___ DATASET CONTENT ___
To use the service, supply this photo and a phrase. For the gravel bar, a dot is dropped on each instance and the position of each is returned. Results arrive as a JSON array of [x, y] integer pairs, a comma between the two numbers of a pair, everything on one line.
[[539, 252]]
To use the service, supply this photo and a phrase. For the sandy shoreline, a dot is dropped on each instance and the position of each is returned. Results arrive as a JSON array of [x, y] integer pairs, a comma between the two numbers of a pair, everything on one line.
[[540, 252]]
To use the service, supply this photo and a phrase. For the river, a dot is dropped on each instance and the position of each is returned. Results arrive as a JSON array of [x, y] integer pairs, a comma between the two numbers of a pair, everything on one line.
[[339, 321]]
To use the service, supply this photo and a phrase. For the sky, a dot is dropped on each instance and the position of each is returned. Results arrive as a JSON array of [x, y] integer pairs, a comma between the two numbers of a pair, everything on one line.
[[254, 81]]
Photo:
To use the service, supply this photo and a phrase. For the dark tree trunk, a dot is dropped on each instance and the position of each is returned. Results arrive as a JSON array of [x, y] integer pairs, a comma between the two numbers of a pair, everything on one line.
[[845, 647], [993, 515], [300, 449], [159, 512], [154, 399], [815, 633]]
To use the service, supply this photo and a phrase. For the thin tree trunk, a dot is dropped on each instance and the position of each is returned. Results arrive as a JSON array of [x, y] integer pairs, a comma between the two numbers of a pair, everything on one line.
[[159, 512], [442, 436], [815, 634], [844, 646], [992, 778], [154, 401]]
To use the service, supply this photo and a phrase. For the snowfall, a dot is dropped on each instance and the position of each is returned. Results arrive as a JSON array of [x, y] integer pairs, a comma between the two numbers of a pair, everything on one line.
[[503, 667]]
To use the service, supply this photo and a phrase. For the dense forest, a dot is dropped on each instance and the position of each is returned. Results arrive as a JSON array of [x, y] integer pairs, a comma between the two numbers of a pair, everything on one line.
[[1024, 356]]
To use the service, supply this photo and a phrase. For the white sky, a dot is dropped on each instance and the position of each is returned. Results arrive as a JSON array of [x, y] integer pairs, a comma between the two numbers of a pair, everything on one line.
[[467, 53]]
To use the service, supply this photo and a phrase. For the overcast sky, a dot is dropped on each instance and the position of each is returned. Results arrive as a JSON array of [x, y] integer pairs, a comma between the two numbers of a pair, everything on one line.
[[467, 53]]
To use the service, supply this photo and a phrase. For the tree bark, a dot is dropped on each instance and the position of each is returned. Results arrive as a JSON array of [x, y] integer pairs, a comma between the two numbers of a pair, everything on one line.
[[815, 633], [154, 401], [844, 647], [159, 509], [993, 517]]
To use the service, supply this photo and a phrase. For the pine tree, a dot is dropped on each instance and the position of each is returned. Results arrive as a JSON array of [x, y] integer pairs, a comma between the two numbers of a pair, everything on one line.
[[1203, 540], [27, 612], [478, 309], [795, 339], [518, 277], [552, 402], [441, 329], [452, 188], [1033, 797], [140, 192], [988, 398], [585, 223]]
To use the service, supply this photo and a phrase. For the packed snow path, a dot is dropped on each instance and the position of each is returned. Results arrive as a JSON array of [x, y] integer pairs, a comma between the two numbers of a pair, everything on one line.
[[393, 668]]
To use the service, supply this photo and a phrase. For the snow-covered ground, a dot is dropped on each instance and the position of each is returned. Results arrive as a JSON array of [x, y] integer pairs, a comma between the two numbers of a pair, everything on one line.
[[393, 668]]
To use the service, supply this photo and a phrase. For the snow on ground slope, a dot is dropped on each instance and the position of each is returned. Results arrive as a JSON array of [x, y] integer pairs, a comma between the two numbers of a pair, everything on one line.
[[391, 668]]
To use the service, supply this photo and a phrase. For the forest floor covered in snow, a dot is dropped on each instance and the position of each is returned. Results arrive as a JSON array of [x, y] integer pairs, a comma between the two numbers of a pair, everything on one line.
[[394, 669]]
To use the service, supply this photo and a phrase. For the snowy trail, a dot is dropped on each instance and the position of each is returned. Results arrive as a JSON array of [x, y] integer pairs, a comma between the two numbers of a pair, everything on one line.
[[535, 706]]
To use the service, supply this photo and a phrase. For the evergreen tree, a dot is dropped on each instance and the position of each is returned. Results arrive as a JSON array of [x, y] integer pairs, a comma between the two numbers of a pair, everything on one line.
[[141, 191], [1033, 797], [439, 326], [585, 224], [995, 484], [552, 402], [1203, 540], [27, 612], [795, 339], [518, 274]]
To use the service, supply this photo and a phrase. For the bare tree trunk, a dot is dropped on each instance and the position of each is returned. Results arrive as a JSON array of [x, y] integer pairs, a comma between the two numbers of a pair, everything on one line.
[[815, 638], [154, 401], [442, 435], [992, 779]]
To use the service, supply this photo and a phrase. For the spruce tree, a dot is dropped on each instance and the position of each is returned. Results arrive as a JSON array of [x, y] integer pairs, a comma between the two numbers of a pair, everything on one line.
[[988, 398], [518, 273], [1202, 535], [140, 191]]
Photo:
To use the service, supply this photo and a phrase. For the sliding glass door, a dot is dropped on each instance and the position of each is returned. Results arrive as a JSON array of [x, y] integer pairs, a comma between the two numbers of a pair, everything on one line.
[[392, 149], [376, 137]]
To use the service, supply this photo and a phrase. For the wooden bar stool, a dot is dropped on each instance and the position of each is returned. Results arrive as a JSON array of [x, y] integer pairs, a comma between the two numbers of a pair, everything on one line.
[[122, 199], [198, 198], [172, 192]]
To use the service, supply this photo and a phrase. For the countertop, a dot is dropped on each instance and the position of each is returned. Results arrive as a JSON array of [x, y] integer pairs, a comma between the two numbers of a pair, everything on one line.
___
» TO DO
Reproduce every one of the records above word for word, with nothing added or left out.

» OUTPUT OF THE EXERCISE
To use the service, supply this photo and a phrase. For the gravel bar, a dot is dropped on each instance and the position of each is returned. Results arrive as a JSON array of [x, y] integer pairs, a comma between the two numbers of a pair, everything on one line.
[[539, 252]]
To use the service, supply this photo and a phrase. For the sandy shoreline, a dot is dropped on each instance and the position of each is returned. Results arrive as a JSON array of [x, y] integer pairs, a comma between the two numbers of a pair, everything on one line.
[[540, 252]]
To use the service, supply this photo and a phrase. For the river, a dot is dropped on each instance and the position of each is returned. Results arrive as a JSON array of [x, y] integer pairs, a comma between the two numbers of a pair, everything on one line.
[[339, 321]]
To use the service, supply this photo and a phrase. For the sky, a dot is dropped on each instance and the position of each is returned. Results arrive as a JSON array of [x, y] integer pairs, a comma between the two numbers of a pair, everything on one line.
[[254, 81]]
Photo:
To use the service, supply this photo and a phrase. For the dark tree trunk, a dot is dropped on each instance and the position of each is returned. Results arrive as a JSON array of [x, y] integer pairs, a comma between the two numbers of a pair, everything on one line.
[[845, 647], [993, 515], [300, 449], [159, 512], [154, 399], [815, 633]]
To use the service, supply this photo and a phrase. For the thin tree trunk, a dot is dropped on each instance and the position of each is returned. Results arrive as a JSON array of [x, y] integer pairs, a comma between the two numbers of a pair, everything on one line.
[[159, 512], [442, 436], [815, 634], [844, 646], [992, 778], [154, 401]]
To use the service, supply this photo and a phrase. For the snowfall, a dot is dropped on each instance and the position of each is returned. Results arrive as a JSON array of [x, y] integer pairs, a comma between the two numbers of a pair, everything on one line.
[[503, 667]]
To use the service, supply this photo and a phrase. For the dense forest, a dot is dropped on each instance and the position of each is returned. Results arrive as a JSON array of [x, y] integer pairs, a comma between the two numbers of a pair, everything on one line.
[[1024, 356]]
To use the service, supply this photo and a phrase. For the white sky, a dot is dropped on each instance and the position of each is returned. Results arrive as a JSON array of [x, y] integer pairs, a comma between the two numbers of a pair, everything on one line.
[[467, 53]]
To use the service, supply this photo and a phrase. For the overcast sky, a dot is dropped on each instance and the position of each is returned. Results arrive as a JSON array of [x, y] integer pairs, a comma between the two numbers of a pair, everything on one line.
[[467, 53]]
To use the service, supply this photo and a phrase. For the tree bark, a dot is dropped on each instance and the position of each is returned. Results arrive as a JSON array of [x, y] integer pairs, a comma between the two numbers of a pair, everything on one line.
[[815, 633], [154, 401], [844, 647], [159, 509], [993, 517]]
To use the service, supply this photo and a phrase. For the pine tree, a dot is dropped on each instance and the position of each is returned. Results arrive as a JSON array of [x, y] integer pairs, a comma between the two numbers of a pair, everything on one line.
[[1203, 540], [27, 612], [478, 309], [795, 339], [518, 277], [552, 402], [441, 329], [452, 188], [1033, 797], [140, 192], [988, 398], [585, 223]]
To use the service, supply this photo and a phrase. For the packed snow path, a dot is dropped on each instance and the position of each is returned. Results arrive as a JSON array of [x, y] integer pairs, a comma between the two numbers of a pair, everything on one line.
[[393, 668]]
To use the service, supply this photo and a phrase. For the snow-covered ground, a dot is dropped on each instance and the position of each is returned. Results arrive as a JSON array of [x, y] integer pairs, a comma between the two numbers of a pair, everything on one line.
[[393, 668]]
To use the service, supply this photo and a phrase. For the snow on ground slope, a dot is dropped on each instance and the position of each is returned. Results arrive as a JSON array of [x, y] integer pairs, a comma between the two numbers of a pair, everything on one line.
[[391, 668]]
To use the service, supply this photo and a phrase. For the forest floor covered in snow, a dot is dropped on each instance and the position of each is returned. Results arrive as a JSON array of [x, y] integer pairs, a comma between the two numbers of a pair, everything on one line.
[[394, 669]]
To use the service, supply this photo and a phrase. For the snowy trail, a dot is dropped on each instance and the position of each is returned. Results arrive as a JSON array of [x, y] integer pairs, a comma between the two numbers of a pair, everything on one line.
[[535, 706]]
To use the service, supply this photo and a phrase. For the evergreen tree, a dot is dropped on each instance and the position of each is returned. Results arrive as a JSON array of [x, y] integer pairs, a comma between the two numbers of a pair, everything on one line.
[[141, 191], [1033, 797], [439, 326], [585, 224], [995, 484], [552, 402], [1203, 540], [27, 612], [795, 339], [518, 274]]
To use the service, supply this photo and a phrase. For the bare tree trunk, a dot is dropped on each instance and the position of each is returned. Results arrive as a JSON array of [x, y] integer pairs, a comma between the two numbers of a pair, everything on one line.
[[815, 638], [154, 401], [442, 435], [992, 779]]
To use the service, supply this photo and a phrase. For the spruce tree, a dot is dropped on each instance and the position of each is returned. Results arrive as a JSON array of [x, y] integer pairs, a comma between the two numbers of a pair, everything on one line.
[[988, 398], [518, 273], [1202, 535], [140, 191]]
Photo:
To use the service, supply this photo and a phrase. For the sliding glass door, a dot is dropped on each instance and the position of each is returned. Results arrive as a JSON array of [x, y] integer pairs, a comma between the two numbers of a pair, everything on one line.
[[392, 149], [376, 137]]
To use the service, supply this photo and a phrase. For the wooden bar stool, a dot is dropped on each instance and the position of each is returned. Results arrive as a JSON array of [x, y] integer pairs, a comma between the two numbers of a pair, everything on one line.
[[122, 199], [198, 198], [172, 192]]
To use the service, supply this photo and a phrase. For the countertop, a dot is dropped on each instance and the position of each is returned. Results arrive as a JSON array of [x, y] integer pairs, a comma between the two numbers of a pair, everything on one line.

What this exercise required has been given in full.